- _WRITTEN EXERCISE_: Write out the lines of the listing below as a numbered list, from the line with "Locate every instance of the dark" through the end of the listing, leaving out any blank lines.

--- start of PROVIDED INFORMATION ---

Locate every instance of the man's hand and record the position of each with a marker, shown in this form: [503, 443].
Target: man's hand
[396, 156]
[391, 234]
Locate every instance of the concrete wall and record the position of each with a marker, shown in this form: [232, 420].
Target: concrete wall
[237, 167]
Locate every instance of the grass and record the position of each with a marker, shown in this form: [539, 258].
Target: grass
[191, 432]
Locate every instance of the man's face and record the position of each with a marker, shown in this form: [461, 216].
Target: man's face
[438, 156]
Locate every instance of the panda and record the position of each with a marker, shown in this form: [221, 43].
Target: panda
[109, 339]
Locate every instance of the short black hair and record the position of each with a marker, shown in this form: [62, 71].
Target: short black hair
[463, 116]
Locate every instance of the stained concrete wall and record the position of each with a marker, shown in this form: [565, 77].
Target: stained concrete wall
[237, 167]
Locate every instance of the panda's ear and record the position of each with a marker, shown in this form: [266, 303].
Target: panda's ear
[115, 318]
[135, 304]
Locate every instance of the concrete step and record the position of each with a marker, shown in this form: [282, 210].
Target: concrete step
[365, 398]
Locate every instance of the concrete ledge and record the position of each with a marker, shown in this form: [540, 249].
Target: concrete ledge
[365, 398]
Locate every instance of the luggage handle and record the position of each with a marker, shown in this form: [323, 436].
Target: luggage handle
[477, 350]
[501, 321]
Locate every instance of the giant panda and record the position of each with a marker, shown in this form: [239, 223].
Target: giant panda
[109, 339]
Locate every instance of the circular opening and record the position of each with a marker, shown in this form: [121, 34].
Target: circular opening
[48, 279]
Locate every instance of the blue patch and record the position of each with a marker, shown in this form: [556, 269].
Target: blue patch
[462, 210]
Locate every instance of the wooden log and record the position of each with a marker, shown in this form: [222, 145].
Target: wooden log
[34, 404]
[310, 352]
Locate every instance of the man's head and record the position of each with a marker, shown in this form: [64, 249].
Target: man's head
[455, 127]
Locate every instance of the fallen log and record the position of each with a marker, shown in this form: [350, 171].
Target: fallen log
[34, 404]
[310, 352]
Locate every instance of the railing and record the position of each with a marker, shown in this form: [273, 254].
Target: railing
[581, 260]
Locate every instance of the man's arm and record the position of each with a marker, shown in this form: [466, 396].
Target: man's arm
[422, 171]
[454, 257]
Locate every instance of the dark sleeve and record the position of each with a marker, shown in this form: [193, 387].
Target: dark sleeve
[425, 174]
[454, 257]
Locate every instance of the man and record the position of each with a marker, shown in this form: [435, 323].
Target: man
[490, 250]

--- end of PROVIDED INFORMATION ---

- _ANSWER TO THIS EXERCISE_:
1. Locate every instance of the dark sleeve and record the position of each with a marker, shown in this form: [193, 387].
2. Target: dark sleeve
3. [425, 174]
4. [454, 257]
5. Locate every instance of the man and record the position of each with a marker, shown in this form: [435, 323].
6. Target: man
7. [490, 250]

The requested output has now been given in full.